Your goal -> Quote the full listing word for word.

Stored data ->

┄┄┄┄┄┄┄┄┄┄

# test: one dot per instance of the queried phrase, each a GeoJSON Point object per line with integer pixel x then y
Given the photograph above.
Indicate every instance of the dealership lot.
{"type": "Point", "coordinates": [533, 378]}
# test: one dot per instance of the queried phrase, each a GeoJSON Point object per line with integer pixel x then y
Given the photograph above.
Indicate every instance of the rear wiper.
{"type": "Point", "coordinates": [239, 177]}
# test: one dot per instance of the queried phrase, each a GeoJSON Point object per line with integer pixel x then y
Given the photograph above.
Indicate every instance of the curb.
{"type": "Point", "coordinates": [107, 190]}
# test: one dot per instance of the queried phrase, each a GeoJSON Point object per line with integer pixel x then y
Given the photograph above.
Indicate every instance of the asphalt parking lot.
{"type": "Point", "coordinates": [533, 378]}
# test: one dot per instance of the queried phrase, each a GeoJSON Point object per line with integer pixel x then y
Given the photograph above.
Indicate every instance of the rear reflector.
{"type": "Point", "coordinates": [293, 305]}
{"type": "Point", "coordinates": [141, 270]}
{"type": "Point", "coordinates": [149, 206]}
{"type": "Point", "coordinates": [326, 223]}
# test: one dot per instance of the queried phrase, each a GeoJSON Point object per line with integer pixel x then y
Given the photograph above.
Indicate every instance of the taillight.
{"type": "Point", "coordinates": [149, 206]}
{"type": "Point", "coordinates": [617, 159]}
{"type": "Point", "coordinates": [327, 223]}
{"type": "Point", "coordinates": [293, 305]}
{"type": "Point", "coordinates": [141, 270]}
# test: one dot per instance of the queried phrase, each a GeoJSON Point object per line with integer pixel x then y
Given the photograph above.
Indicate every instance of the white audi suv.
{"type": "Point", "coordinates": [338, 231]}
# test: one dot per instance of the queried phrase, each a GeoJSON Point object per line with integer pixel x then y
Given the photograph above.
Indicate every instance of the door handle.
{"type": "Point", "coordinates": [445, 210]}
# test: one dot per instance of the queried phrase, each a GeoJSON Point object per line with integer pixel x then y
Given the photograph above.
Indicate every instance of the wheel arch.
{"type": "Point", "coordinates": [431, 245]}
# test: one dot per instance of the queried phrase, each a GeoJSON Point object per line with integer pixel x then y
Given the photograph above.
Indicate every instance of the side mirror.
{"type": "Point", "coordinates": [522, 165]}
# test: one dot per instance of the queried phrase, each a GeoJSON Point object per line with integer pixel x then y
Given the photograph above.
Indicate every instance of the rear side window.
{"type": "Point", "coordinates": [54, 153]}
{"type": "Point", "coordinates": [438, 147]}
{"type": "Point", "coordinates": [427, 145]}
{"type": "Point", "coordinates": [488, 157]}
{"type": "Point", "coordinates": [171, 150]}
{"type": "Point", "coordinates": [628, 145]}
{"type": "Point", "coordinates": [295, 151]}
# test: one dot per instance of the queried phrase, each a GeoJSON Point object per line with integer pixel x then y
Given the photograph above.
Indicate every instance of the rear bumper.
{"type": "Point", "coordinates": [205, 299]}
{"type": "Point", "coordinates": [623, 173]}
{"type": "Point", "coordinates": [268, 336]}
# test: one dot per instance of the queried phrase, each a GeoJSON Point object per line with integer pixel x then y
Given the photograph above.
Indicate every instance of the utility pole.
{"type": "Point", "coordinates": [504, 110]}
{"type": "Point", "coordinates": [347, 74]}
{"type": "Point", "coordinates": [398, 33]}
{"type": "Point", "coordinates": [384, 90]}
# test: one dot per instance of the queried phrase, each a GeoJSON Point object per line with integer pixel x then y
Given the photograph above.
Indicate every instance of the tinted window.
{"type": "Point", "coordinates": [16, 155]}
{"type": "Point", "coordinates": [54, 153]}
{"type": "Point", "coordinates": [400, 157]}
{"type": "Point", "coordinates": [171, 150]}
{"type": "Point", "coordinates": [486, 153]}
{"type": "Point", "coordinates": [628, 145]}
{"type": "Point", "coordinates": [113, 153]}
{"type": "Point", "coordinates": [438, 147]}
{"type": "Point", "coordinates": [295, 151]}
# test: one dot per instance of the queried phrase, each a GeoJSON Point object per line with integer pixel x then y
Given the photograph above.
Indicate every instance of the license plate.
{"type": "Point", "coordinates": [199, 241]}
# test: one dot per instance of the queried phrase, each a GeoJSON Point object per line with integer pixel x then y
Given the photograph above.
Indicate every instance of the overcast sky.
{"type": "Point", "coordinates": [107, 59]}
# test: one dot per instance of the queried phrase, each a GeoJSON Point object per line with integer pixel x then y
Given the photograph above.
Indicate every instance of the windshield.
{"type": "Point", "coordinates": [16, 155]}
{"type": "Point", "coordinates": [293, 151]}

┄┄┄┄┄┄┄┄┄┄

Final result ->
# test: one dot per instance of the queried phrase, each a GeoJSON Point object per line with integer pixel x then y
Given the photograph above.
Indicate every instance of the dealership lot.
{"type": "Point", "coordinates": [533, 378]}
# test: one dot per instance of the queried phrase, each a GeoJSON Point object per line with integer pixel x then y
Given the photograph above.
Indicate every instance of the rear wiper.
{"type": "Point", "coordinates": [239, 177]}
# test: one dot per instance of the queried phrase, each a GeoJSON Point object per line with integer pixel x then y
Given the photograph above.
Indicate every instance of the curb.
{"type": "Point", "coordinates": [107, 190]}
# test: one dot per instance of the queried phrase, each a GeoJSON Point object per line with integer pixel x then y
Given the photograph above.
Indicate every instance of the asphalt parking lot.
{"type": "Point", "coordinates": [533, 378]}
# test: one dot per instance of the queried phrase, each a GeoJSON Point object per line with integer pixel x then y
Given the photograph above.
Indicate every instance of the rear reflector.
{"type": "Point", "coordinates": [293, 305]}
{"type": "Point", "coordinates": [141, 270]}
{"type": "Point", "coordinates": [149, 206]}
{"type": "Point", "coordinates": [326, 223]}
# test: one dot per instance of the queried phrase, each a GeoJSON Point object per line with integer pixel x then y
Given the photograph above.
Indicate every instance of the taillight.
{"type": "Point", "coordinates": [149, 206]}
{"type": "Point", "coordinates": [617, 159]}
{"type": "Point", "coordinates": [327, 223]}
{"type": "Point", "coordinates": [293, 305]}
{"type": "Point", "coordinates": [141, 270]}
# test: one dot per instance of the queried phrase, each a GeoJSON Point object per line with integer pixel x then y
Given the photograph above.
Indicate every instance of the white audi suv.
{"type": "Point", "coordinates": [338, 231]}
# test: one dot per instance of the queried phrase, each a GeoJSON Point object per line with integer pixel x then y
Given the photograph above.
Indicate every instance of the door handle.
{"type": "Point", "coordinates": [445, 210]}
# test: one dot per instance of the queried phrase, each a GeoJSON Point object per line with integer pixel x then y
Given the photograph above.
Indicate every instance of the wheel arch.
{"type": "Point", "coordinates": [431, 245]}
# test: one dot per instance of the queried phrase, each a GeoJSON Point object per line with integer pixel x then y
Given the photograph above.
Indicate every instance of the side mirror.
{"type": "Point", "coordinates": [522, 165]}
# test: one dot per instance of the queried phrase, each a GeoJSON Point object per line with integer pixel x then y
Given the photograph above.
Indicate every instance of the rear side window.
{"type": "Point", "coordinates": [54, 153]}
{"type": "Point", "coordinates": [438, 147]}
{"type": "Point", "coordinates": [427, 145]}
{"type": "Point", "coordinates": [488, 157]}
{"type": "Point", "coordinates": [171, 150]}
{"type": "Point", "coordinates": [628, 145]}
{"type": "Point", "coordinates": [295, 151]}
# test: one dot per instance of the queried phrase, each a GeoJSON Point object per line with integer pixel x then y
Given the photograph above.
Indicate every instance of the rear bumper.
{"type": "Point", "coordinates": [205, 299]}
{"type": "Point", "coordinates": [623, 173]}
{"type": "Point", "coordinates": [268, 336]}
# test: one dot per instance of the queried phrase, each a GeoJSON Point object per line with integer pixel x then y
Given the photograph above.
Indicate every instance of the utility pole.
{"type": "Point", "coordinates": [504, 110]}
{"type": "Point", "coordinates": [347, 74]}
{"type": "Point", "coordinates": [398, 33]}
{"type": "Point", "coordinates": [384, 90]}
# test: one dot per instance of the queried phrase, each a GeoJSON Point object per line with integer pixel x then y
Given the photograph above.
Indicate every instance of the tinted window.
{"type": "Point", "coordinates": [16, 155]}
{"type": "Point", "coordinates": [54, 153]}
{"type": "Point", "coordinates": [400, 157]}
{"type": "Point", "coordinates": [171, 150]}
{"type": "Point", "coordinates": [486, 153]}
{"type": "Point", "coordinates": [628, 145]}
{"type": "Point", "coordinates": [113, 153]}
{"type": "Point", "coordinates": [438, 147]}
{"type": "Point", "coordinates": [295, 151]}
# test: one dot per instance of the queried phrase, each a GeoJSON Point object per line with integer pixel x then y
Given the photograph above.
Indicate every instance of the license plate.
{"type": "Point", "coordinates": [199, 241]}
# test: one dot per instance of the queried phrase, each a GeoJSON Point object per line with integer pixel x then y
Given the photograph above.
Indicate every instance of the overcast sky.
{"type": "Point", "coordinates": [107, 59]}
# test: one dot per instance of the queried phrase, each a GeoJSON Point object per line with integer pixel x then y
Given the photograph above.
Indicate every instance of the windshield.
{"type": "Point", "coordinates": [16, 155]}
{"type": "Point", "coordinates": [293, 151]}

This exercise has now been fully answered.